In Madeleine S. Bloom, 88-INA-152 (Oct. 13, 1989) (en banc), recon. den. (Dec. 20, 1989) (per curiam), the Board held that the failure to file a timely rebuttal may be excused where the facts require extraordinary relief to avoid manifest injustice. In Bloom the NOF raised a single issue -whether the alien had a driver's license as required by the job offer. The employer promptly gave her attorney evidence establishing that the alien had a valid driver's license; however, because of attorney absconded, abandoning his law practice without the employer's knowledge, this evidence was not filed with the CO. Noting that had this evidence been timely filed labor certification would have been granted, the Board determined that the ends of justice would not be served by mechanical adherence to filing requirements. Simply put, the Board concluded that an employer should not be made to suffer the consequences of her attorney's negligence. The Board emphasized, however, that regulatory deadlines would only be tolled in those rare instances in which failure to do so would result in manifest injustice.

(Items from a labeling data collection)
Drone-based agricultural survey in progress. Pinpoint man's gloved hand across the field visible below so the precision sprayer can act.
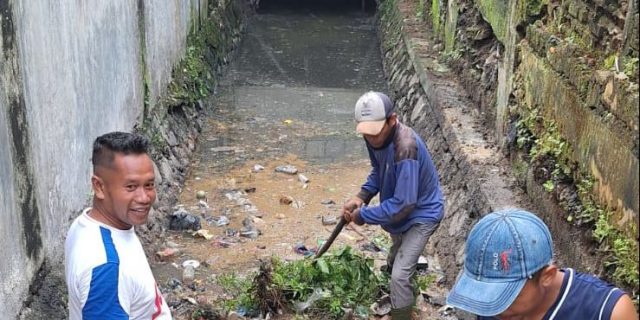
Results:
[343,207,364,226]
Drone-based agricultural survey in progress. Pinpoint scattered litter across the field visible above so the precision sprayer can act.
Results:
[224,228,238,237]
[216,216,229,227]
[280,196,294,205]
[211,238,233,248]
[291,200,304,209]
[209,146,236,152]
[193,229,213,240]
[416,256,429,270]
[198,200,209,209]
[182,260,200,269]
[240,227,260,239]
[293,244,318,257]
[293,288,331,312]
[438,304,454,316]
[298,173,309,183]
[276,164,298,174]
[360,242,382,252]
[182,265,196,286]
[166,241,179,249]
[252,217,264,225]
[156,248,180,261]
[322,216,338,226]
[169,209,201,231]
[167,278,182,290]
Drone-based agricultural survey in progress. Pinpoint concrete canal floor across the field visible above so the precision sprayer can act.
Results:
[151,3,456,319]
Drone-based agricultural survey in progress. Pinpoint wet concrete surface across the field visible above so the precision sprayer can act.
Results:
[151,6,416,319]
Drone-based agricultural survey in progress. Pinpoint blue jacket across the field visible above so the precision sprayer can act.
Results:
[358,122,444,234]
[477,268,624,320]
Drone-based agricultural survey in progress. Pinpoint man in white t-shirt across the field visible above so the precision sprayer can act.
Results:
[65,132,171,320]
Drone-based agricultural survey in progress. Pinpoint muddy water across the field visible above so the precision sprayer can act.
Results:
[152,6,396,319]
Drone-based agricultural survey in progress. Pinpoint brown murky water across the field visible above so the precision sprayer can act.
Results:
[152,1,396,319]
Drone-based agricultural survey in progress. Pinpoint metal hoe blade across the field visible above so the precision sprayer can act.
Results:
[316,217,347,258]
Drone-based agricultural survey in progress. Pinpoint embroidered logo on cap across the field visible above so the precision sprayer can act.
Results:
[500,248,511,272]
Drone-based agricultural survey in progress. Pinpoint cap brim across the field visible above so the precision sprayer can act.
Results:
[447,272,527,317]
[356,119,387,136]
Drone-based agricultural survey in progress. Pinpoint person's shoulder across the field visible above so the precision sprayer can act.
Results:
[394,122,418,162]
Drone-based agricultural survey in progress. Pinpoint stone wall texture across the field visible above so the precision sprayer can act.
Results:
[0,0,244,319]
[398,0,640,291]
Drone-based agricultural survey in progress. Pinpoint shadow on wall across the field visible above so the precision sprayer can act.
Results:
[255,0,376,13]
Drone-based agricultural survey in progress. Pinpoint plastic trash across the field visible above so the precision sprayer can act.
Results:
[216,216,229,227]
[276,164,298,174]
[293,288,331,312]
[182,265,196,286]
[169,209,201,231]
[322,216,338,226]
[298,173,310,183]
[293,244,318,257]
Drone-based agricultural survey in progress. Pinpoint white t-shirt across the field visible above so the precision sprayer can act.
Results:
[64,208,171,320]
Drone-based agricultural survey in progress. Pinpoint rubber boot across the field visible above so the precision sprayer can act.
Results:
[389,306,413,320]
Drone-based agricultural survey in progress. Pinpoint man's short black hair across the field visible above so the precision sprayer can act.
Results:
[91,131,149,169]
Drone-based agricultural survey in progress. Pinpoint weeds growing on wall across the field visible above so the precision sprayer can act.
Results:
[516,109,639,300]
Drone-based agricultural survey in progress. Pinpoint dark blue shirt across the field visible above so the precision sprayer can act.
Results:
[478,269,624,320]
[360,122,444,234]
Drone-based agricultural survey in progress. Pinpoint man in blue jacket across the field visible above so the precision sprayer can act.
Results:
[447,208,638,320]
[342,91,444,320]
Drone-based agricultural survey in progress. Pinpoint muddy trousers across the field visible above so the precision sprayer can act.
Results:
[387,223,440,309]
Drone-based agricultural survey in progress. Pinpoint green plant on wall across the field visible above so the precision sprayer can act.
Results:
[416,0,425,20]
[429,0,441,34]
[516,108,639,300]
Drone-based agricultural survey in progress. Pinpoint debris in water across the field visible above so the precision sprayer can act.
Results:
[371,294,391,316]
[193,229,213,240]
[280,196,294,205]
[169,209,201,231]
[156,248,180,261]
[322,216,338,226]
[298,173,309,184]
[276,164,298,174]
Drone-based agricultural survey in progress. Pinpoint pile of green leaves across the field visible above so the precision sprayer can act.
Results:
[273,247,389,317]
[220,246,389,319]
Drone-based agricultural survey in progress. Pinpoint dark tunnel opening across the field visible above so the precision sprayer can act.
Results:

* * *

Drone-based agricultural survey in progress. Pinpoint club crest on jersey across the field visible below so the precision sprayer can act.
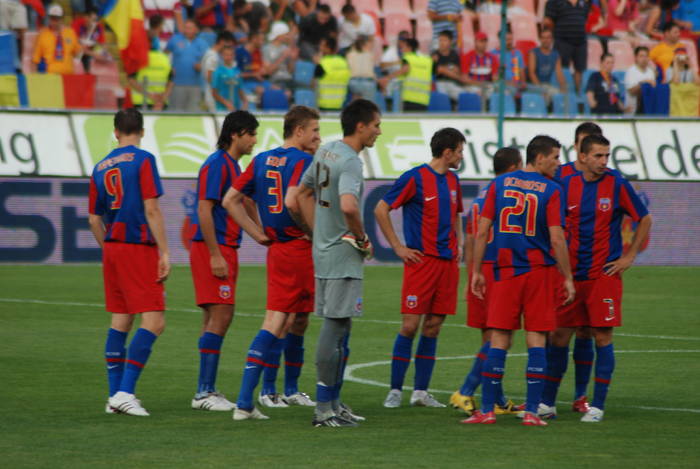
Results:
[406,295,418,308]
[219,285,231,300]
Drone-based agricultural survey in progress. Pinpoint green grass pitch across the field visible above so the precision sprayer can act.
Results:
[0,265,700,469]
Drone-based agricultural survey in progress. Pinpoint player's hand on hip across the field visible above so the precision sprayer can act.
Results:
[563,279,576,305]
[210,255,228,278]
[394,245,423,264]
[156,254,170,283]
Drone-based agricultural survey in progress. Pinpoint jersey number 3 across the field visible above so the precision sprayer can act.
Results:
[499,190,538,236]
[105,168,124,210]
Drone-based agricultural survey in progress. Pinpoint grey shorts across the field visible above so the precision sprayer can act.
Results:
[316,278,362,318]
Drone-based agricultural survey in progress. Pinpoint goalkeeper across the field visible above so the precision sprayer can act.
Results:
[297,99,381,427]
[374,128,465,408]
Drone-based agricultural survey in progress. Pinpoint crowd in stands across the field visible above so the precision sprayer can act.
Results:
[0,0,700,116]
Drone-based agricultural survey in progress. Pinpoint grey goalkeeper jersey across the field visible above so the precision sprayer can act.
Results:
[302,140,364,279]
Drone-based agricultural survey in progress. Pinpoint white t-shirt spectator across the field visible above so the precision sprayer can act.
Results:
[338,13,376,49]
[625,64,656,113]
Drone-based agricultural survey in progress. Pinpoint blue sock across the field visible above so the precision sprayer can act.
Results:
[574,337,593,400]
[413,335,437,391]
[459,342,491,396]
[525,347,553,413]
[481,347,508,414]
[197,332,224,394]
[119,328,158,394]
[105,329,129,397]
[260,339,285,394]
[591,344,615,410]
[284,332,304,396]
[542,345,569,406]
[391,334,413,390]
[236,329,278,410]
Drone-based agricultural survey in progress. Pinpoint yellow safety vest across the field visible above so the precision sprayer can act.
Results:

* * *

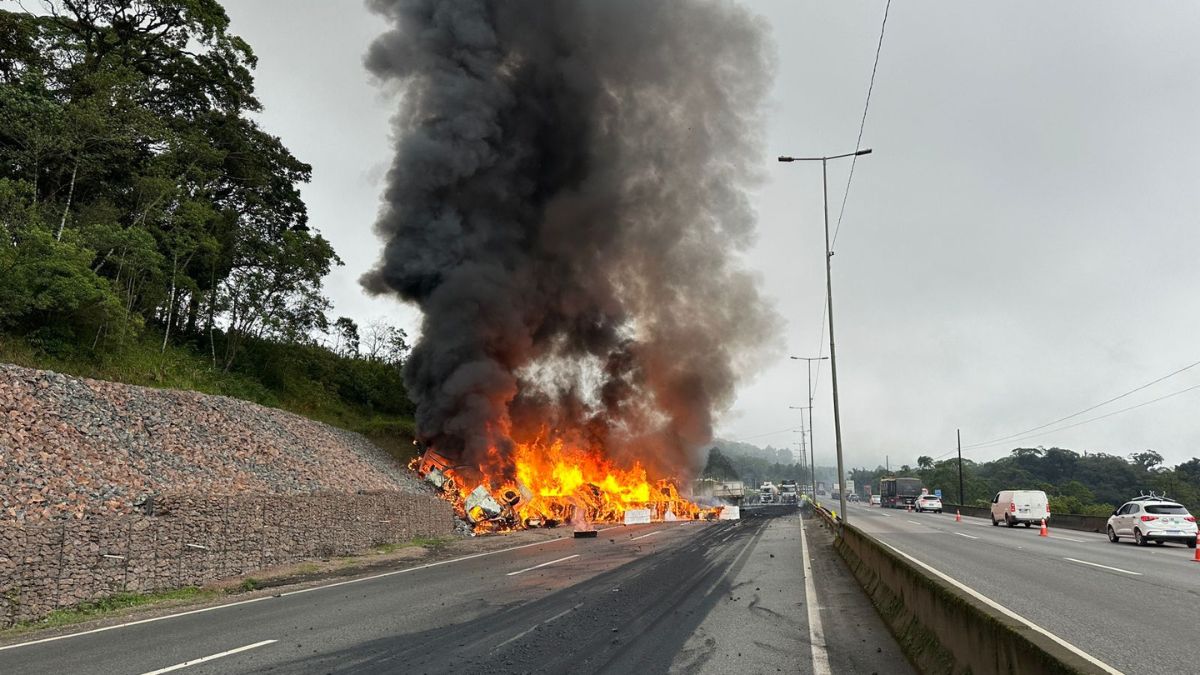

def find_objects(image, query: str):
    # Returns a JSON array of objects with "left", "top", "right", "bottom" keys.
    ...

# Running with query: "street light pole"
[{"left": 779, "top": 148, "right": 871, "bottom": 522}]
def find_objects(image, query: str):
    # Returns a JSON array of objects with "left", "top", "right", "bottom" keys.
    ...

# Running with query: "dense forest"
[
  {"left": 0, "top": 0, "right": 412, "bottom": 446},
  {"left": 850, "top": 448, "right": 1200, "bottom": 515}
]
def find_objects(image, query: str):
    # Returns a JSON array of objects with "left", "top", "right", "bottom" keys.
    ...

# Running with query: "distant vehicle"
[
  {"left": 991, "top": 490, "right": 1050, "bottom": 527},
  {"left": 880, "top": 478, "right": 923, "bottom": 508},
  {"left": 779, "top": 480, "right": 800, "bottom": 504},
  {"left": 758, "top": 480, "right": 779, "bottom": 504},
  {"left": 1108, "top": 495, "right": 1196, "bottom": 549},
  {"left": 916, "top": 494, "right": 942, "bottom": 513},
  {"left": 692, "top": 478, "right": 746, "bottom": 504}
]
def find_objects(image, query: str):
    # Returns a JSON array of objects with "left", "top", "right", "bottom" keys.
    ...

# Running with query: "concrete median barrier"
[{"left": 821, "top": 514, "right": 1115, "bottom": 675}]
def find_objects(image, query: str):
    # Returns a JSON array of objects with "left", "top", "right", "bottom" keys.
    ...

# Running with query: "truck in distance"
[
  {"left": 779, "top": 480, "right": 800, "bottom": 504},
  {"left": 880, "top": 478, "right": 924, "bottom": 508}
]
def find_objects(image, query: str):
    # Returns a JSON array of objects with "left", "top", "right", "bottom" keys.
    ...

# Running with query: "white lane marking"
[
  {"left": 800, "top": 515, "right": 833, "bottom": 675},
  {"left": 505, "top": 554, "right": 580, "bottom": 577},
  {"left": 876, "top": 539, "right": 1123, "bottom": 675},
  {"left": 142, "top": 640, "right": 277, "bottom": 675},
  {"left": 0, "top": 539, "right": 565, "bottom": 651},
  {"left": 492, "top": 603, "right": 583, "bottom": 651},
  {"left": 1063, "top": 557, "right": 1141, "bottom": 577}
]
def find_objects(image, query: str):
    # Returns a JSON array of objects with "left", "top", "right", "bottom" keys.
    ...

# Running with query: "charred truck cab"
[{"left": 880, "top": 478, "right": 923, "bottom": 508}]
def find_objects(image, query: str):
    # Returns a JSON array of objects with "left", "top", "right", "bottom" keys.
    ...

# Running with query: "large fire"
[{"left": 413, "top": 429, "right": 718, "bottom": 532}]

### SET TASK:
Continue the passage above on the Board's ruling in Madeleine S. Bloom, picking up right after its final sentence.

### SOLVED EXERCISE:
b. Strict construction of Bloom

The Board held in Park Woodworking, Inc., 90-INA-93 (Jan. 29, 1992) (en banc), that Bloom is to be construed strictly in order to assure clarity and consistency in the application of the rebuttal requirements of § 656.25.

The employer in Park Woodworking alleged that it timely submitted rebuttal, but could not prove a timely mailing as its attorney did not have a certified mail receipt. A panel of the Board held that the untimely rebuttal could be excused under Bloom because the employer had evidently made a timely re-recruitment which if considered as rebuttal evidence would probably result in the granting of labor certification, and because the rebuttal was untimely because of the employer's agent's failure to conform the submission to regulatory criteria rather than the employer's own lack of diligence.

The Board reversed the panel, holding that the distinguishing concerns evident in Bloom were not present in Park Woodworking. Specifically, the Board noted

The Board stated in Park Woodworking that to the extent that prior panel decisions may have liberally construed the application of Bloom, the Park Woodworking interpretation of Bloom controls. The Board did not name any specific panel decisions.

c. Illustrative cases

i. Post Park Woodworking decisions

In each of the cases regarding untimely rebuttal decided after the strict construction of Bloom announced in Park Woodworking (see supra Division II, G, 3, b), the Board has found that the facts did not present one of the rare instances requiring extraordinary relief from the regulatory deadline to avoid manifest injustice. In all of the following cases it was noted that the CO had raised a substantive violation of the regulations rather than merely requested the provision of a particular document that would perfect the application as in Bloom.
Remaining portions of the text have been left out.